⟨
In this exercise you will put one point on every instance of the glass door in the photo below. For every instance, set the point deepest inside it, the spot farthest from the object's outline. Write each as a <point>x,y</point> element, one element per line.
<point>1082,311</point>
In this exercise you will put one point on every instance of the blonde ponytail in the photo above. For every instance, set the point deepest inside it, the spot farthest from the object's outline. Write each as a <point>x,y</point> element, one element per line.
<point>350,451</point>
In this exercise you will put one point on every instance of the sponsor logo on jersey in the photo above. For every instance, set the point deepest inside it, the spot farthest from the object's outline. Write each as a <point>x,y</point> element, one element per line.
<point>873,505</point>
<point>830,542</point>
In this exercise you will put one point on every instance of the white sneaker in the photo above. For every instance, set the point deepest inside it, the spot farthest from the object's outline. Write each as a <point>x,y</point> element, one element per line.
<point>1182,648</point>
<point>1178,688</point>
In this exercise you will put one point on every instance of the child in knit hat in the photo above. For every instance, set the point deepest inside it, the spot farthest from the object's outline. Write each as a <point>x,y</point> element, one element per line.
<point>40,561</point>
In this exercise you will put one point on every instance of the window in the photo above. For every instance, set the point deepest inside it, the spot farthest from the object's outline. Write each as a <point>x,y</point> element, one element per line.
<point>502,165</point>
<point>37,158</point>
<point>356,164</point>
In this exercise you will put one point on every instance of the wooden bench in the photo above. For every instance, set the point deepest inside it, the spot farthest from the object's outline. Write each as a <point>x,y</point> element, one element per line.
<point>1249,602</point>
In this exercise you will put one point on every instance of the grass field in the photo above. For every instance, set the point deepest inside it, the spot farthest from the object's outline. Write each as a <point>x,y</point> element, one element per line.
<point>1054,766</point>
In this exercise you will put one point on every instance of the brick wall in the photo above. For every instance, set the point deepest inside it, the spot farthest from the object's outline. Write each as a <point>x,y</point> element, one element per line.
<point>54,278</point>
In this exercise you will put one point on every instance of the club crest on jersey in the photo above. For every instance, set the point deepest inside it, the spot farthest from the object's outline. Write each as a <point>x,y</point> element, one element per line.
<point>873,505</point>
⟩
▶ _What you should do_: From the first record to the last, copy everything exactly.

▶ _Exercise solution_:
In this exercise you will put one point on every instance of the glass door in the photo below. For every instance, set the point deepest inside it, the spot farthest from the object's outline. Write each as a <point>x,y</point> element, one element per line.
<point>1082,311</point>
In this exercise you will put one point on every instance of the blonde ponytail in the photo above. For every instance, set the point deepest inside it, the spot farthest from the object's outline. Write each as a <point>x,y</point> element, one element per line.
<point>350,451</point>
In this exercise you will put one point on every instance of the sponsor logo on jersey in the photo above. For every instance, set the point deepest inside it, the spot farthest from the object's outline. Write each as a <point>x,y</point> element, one element per line.
<point>873,505</point>
<point>830,542</point>
In this exercise you will put one point on every instance of the white sneaker in the photo above. For every instance, set the point deepest inside it, the spot farthest from the object's outline. Write each as a <point>x,y</point> element, one element per line.
<point>1182,648</point>
<point>1178,688</point>
In this exercise you will put one point on every instance of the child in knit hat in the photo above. For every instance, set the point deepest inside it, the spot farthest from the object's outline. Write each as a <point>x,y</point> element, one element per line.
<point>40,561</point>
In this exercise you will put one point on every instance of the window in the photo above. For every instance, set the point deepest inside it, the spot farthest from the object's outline. Write each as a <point>x,y</point> element, one element per line.
<point>502,165</point>
<point>37,158</point>
<point>356,164</point>
In this exercise you will put one point on every instance of the wooden bench in the photo above. For every instance, set the point deepest inside it, the spot farthest from the object's outline. Write each as a <point>x,y</point> element, one element per line.
<point>1249,602</point>
In this exercise you will put one point on every instance of the grass field in the photo above. For every instance, set the point deepest inside it, the spot farthest from the object's outline. Write each as a <point>x,y</point> element, one element per line.
<point>1054,766</point>
In this exercise you will put one point on every instance of the brick wall in the photo above. For every instance, set the point deepest inside it, the spot farthest from the object's outline. Write each as a <point>x,y</point> element, one element per line.
<point>54,278</point>
In this exercise you will put one point on every instance of the club crest on jersey in the photo above. For every instance, set the point deepest inside it, the spot farthest from the object's outline. Write each as a <point>x,y</point> element, one element per line.
<point>873,505</point>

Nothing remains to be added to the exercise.